Lay out as a numbered list the lines that begin at the one containing "Place a point on the dry" and stop after the one containing "[[245, 422]]". Leave out any blank lines.
---*---
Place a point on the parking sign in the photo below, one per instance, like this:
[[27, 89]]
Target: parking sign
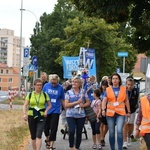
[[26, 52]]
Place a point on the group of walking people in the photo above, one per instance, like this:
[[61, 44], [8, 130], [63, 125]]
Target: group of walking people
[[115, 106]]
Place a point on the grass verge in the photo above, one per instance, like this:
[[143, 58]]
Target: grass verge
[[16, 101], [14, 131]]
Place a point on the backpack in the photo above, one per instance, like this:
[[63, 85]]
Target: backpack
[[30, 94]]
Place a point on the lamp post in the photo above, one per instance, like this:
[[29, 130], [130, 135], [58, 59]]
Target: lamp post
[[20, 48], [21, 37], [34, 16]]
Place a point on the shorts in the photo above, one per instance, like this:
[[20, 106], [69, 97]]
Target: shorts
[[63, 117], [103, 120], [131, 119]]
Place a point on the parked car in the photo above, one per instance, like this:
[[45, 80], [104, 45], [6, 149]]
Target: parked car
[[142, 92]]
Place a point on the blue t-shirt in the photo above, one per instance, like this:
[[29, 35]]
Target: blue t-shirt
[[102, 96], [116, 92], [56, 95], [93, 86], [74, 111]]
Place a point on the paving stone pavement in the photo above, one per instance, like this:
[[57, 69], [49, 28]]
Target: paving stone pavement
[[62, 144]]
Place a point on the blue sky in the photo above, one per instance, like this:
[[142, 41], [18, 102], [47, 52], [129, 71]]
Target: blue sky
[[10, 15]]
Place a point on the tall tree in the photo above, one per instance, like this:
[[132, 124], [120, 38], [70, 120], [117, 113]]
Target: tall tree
[[51, 26], [104, 39], [135, 12]]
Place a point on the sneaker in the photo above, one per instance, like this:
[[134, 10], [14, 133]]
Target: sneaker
[[99, 147], [62, 131], [125, 145], [129, 141], [102, 143], [94, 146]]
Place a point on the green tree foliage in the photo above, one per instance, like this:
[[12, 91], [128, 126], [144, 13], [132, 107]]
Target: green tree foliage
[[135, 12], [51, 26], [104, 39]]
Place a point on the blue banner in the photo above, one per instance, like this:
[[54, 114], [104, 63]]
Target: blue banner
[[71, 64], [87, 60]]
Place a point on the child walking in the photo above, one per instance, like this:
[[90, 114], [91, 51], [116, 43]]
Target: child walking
[[96, 105]]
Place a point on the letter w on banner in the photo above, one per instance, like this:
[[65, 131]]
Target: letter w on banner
[[70, 64], [87, 60]]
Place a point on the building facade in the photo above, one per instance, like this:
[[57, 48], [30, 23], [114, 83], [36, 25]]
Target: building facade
[[9, 77], [10, 48], [10, 59]]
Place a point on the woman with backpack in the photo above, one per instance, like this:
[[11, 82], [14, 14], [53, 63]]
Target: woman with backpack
[[36, 113]]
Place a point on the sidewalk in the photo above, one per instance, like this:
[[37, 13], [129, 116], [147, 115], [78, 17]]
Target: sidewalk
[[61, 144]]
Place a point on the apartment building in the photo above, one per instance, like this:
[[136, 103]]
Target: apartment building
[[10, 59], [10, 48], [9, 77]]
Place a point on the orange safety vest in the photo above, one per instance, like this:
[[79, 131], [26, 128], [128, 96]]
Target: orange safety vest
[[116, 105], [145, 123]]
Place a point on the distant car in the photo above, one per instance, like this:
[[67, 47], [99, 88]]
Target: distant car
[[142, 92]]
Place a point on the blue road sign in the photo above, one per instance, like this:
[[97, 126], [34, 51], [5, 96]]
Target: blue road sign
[[34, 60], [118, 70], [31, 67], [122, 54], [26, 52]]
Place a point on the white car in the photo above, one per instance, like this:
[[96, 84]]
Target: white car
[[142, 92]]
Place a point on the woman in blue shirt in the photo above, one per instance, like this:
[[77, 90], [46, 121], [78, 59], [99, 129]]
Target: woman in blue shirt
[[75, 103], [56, 94]]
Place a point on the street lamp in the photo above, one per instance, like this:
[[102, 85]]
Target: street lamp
[[34, 16], [20, 48], [21, 38]]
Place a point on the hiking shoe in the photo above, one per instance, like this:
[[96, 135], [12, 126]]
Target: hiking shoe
[[102, 143], [125, 145], [94, 146], [99, 147], [129, 141], [62, 131]]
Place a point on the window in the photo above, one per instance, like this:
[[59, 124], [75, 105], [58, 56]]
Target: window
[[10, 80]]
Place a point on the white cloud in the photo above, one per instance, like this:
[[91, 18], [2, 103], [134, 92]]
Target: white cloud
[[10, 15]]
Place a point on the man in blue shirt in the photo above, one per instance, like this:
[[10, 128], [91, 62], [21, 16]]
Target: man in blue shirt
[[56, 94]]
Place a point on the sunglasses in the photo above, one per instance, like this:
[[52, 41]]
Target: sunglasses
[[38, 84], [53, 83]]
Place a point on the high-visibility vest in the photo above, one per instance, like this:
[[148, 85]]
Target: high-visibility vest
[[145, 123], [116, 105]]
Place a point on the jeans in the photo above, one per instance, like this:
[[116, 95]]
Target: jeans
[[36, 127], [51, 126], [112, 121], [75, 124], [147, 140], [95, 127]]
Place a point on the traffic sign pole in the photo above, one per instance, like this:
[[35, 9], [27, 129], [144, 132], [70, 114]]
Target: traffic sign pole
[[123, 54], [124, 64]]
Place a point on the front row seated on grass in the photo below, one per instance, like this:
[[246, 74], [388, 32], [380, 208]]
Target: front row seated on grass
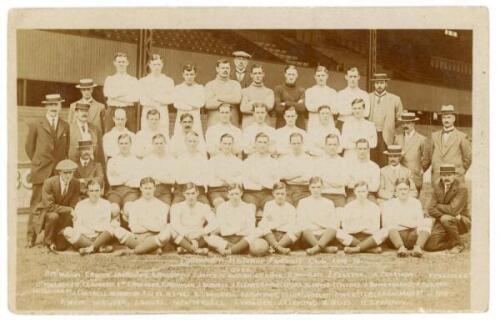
[[194, 228]]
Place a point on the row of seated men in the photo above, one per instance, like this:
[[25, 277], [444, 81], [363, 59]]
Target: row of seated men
[[147, 224]]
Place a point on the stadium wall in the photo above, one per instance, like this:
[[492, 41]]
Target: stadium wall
[[62, 59]]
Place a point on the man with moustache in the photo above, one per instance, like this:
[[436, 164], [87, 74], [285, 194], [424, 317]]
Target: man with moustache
[[155, 92], [46, 145], [96, 111], [222, 90], [81, 129], [385, 109], [449, 208], [450, 146], [417, 148], [88, 169], [121, 91], [349, 94], [189, 97], [256, 92], [287, 95]]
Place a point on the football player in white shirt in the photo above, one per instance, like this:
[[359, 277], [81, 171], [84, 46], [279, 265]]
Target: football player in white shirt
[[192, 221], [191, 166], [224, 126], [320, 95], [147, 218], [260, 173], [317, 220], [356, 128], [177, 145], [92, 228], [279, 221], [404, 218], [162, 167], [156, 92], [332, 169], [282, 134], [316, 136], [110, 139], [122, 172], [143, 144], [362, 169], [296, 170], [361, 230], [236, 224], [225, 168], [260, 125]]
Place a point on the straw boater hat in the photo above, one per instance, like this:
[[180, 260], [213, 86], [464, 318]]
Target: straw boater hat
[[86, 84], [380, 77], [447, 169], [408, 117], [448, 109], [82, 106], [242, 54], [52, 98], [394, 150], [82, 144], [66, 165]]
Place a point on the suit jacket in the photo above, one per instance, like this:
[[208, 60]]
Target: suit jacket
[[417, 155], [76, 135], [45, 147], [53, 201], [388, 179], [93, 170], [454, 202], [96, 113], [456, 151], [246, 81], [391, 107]]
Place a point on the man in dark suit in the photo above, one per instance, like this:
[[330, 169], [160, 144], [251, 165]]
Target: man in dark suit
[[449, 208], [47, 143], [60, 194], [88, 169], [450, 146], [82, 129]]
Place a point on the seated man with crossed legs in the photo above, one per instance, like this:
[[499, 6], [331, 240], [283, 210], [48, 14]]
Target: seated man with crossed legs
[[92, 222], [279, 221], [317, 219], [360, 224]]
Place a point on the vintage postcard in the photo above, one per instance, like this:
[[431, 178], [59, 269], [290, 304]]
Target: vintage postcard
[[244, 160]]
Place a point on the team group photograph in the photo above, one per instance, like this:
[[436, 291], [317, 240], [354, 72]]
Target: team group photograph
[[245, 168]]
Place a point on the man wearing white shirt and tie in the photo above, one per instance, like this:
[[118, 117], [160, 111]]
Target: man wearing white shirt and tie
[[121, 91], [224, 126], [282, 134], [319, 95], [160, 166], [143, 144], [191, 167], [348, 94], [316, 136], [256, 92], [225, 168], [155, 92], [260, 173], [110, 139], [122, 172], [356, 128], [189, 97], [296, 170], [333, 170], [260, 125]]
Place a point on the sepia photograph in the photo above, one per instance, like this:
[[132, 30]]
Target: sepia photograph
[[163, 163]]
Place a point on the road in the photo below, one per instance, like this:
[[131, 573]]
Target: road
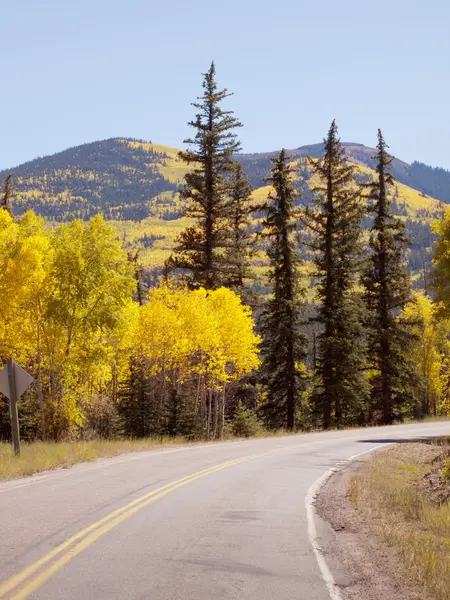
[[222, 521]]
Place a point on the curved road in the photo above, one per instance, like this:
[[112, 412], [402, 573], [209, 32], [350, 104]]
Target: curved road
[[221, 521]]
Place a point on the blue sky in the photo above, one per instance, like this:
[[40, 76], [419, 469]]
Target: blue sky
[[79, 71]]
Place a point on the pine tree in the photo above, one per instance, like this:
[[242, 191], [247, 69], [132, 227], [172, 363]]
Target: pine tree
[[334, 223], [387, 292], [8, 194], [200, 249], [237, 263], [284, 346]]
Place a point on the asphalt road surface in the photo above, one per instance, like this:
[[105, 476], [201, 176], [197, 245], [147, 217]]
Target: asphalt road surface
[[220, 521]]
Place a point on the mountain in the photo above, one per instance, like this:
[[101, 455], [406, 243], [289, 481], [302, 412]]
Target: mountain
[[128, 179], [135, 184]]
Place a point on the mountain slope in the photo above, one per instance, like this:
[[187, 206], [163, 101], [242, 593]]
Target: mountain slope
[[136, 183], [130, 180]]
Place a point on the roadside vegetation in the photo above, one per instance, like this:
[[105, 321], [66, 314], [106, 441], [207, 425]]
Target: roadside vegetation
[[405, 493]]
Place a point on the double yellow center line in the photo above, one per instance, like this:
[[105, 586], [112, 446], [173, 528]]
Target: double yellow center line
[[35, 575]]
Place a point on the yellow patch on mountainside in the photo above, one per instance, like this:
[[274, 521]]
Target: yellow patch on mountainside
[[412, 200], [171, 167]]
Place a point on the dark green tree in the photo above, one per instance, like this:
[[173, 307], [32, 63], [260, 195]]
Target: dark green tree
[[8, 194], [241, 248], [284, 346], [334, 225], [138, 408], [387, 291], [200, 249]]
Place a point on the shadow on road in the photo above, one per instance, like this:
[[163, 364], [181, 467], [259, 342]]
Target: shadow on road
[[439, 439]]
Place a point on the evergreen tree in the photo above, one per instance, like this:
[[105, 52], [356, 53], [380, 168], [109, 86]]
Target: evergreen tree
[[284, 346], [387, 292], [240, 247], [334, 223], [8, 193], [138, 407], [200, 249]]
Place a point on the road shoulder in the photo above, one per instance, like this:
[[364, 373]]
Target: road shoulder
[[363, 568]]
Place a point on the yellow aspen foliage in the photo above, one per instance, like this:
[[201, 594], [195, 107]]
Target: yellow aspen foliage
[[431, 353], [204, 333]]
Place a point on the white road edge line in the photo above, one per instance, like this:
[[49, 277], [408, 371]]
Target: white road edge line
[[327, 576]]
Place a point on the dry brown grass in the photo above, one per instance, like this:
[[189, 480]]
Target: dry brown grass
[[387, 489], [42, 456]]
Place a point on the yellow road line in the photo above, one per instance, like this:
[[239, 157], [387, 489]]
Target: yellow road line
[[15, 580], [102, 526]]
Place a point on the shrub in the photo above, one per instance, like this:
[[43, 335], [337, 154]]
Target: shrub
[[245, 422]]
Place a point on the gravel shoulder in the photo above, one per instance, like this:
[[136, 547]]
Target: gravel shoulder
[[363, 567]]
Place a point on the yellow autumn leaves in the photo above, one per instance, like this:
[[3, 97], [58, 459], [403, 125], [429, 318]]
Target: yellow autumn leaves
[[67, 315], [198, 333]]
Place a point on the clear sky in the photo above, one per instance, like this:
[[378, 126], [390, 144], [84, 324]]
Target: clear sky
[[75, 71]]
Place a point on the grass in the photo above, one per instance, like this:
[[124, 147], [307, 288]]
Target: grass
[[43, 456], [388, 490]]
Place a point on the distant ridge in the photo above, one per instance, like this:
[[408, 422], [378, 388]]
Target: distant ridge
[[131, 179]]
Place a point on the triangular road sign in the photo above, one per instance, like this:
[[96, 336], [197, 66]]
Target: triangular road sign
[[23, 381]]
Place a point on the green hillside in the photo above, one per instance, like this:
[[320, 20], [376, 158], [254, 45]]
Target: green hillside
[[136, 183]]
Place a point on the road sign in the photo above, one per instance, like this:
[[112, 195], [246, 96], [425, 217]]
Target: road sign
[[23, 381], [13, 382]]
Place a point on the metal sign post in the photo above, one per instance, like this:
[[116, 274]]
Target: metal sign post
[[13, 382]]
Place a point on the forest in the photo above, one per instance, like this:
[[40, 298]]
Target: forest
[[292, 308]]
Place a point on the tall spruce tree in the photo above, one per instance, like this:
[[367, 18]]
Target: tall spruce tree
[[237, 263], [284, 345], [200, 249], [8, 193], [387, 291], [334, 224]]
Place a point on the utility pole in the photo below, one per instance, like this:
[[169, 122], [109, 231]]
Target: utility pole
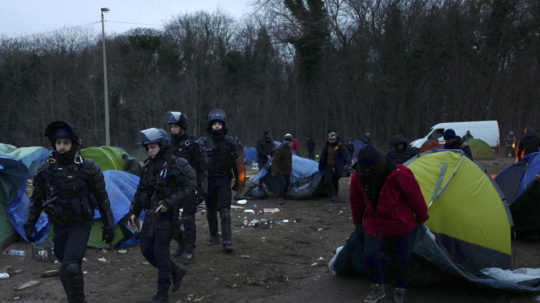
[[105, 85]]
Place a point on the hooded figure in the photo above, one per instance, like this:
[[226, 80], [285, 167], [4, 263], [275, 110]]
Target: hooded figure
[[453, 141], [399, 150], [68, 188], [334, 159], [387, 204]]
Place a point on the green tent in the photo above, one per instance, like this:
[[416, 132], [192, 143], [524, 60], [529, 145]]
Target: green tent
[[112, 158], [480, 149], [466, 210]]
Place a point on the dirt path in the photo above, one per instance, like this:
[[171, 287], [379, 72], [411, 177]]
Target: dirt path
[[281, 262]]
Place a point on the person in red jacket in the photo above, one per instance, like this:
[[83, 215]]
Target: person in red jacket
[[387, 203]]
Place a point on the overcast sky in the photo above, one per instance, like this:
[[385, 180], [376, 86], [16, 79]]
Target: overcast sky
[[27, 17]]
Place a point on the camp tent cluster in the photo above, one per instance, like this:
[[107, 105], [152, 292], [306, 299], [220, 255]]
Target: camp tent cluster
[[468, 233], [19, 165]]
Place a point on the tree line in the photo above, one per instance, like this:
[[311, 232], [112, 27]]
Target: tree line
[[300, 66]]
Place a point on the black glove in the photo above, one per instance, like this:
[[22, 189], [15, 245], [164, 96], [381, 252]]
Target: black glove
[[236, 185], [30, 232], [108, 234]]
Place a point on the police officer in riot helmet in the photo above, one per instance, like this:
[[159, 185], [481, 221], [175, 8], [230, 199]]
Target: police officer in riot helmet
[[224, 162], [186, 147], [167, 181], [69, 188]]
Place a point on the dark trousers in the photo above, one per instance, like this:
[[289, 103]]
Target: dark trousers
[[374, 255], [219, 200], [331, 181], [155, 241], [69, 247], [185, 228], [285, 181]]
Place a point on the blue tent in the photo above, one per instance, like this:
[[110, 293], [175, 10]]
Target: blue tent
[[305, 180], [522, 192], [14, 202]]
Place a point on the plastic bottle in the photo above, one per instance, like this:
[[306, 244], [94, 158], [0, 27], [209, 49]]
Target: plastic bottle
[[16, 252]]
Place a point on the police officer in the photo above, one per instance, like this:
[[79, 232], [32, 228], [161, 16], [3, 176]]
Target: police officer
[[186, 147], [68, 188], [166, 182], [224, 162]]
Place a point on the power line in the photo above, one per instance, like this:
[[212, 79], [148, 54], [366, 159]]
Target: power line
[[133, 23]]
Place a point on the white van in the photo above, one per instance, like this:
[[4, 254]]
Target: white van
[[484, 130]]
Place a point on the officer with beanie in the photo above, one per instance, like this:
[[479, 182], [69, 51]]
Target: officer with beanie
[[167, 181], [186, 147], [387, 203], [224, 163], [282, 165], [69, 188], [453, 141], [334, 159]]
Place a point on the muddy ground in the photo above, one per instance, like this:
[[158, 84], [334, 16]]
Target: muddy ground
[[280, 262]]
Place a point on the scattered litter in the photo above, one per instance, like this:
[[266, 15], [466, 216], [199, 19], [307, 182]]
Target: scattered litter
[[50, 273], [254, 223], [270, 210], [241, 202], [16, 252], [28, 284]]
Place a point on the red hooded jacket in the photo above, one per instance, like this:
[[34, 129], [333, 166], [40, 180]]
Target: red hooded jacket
[[400, 208]]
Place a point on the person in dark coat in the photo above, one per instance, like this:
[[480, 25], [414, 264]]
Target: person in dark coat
[[225, 161], [310, 144], [69, 188], [467, 136], [453, 141], [166, 183], [387, 203], [186, 146], [334, 159], [265, 147], [399, 150], [529, 143], [282, 165]]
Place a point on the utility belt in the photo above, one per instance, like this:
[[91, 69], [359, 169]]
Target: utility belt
[[70, 209]]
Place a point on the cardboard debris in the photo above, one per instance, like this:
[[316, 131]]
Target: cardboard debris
[[28, 284]]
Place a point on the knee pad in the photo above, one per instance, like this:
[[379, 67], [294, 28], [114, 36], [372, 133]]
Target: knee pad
[[224, 213], [72, 269]]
---*---
--- Expected output ---
1. Place a point on the dry brown grass in the photo above, one per instance, like this:
2. [[189, 480]]
3. Target: dry brown grass
4. [[387, 489], [42, 456]]
5. Place a point on the yellow road line in the photo above, one per instance, like this:
6. [[239, 157], [387, 489]]
7. Target: yellow road line
8. [[15, 580], [102, 526]]
9. Place a point on the shrub in the photo above, one per instance, like this:
10. [[43, 335], [337, 154]]
11. Target: shrub
12. [[245, 422]]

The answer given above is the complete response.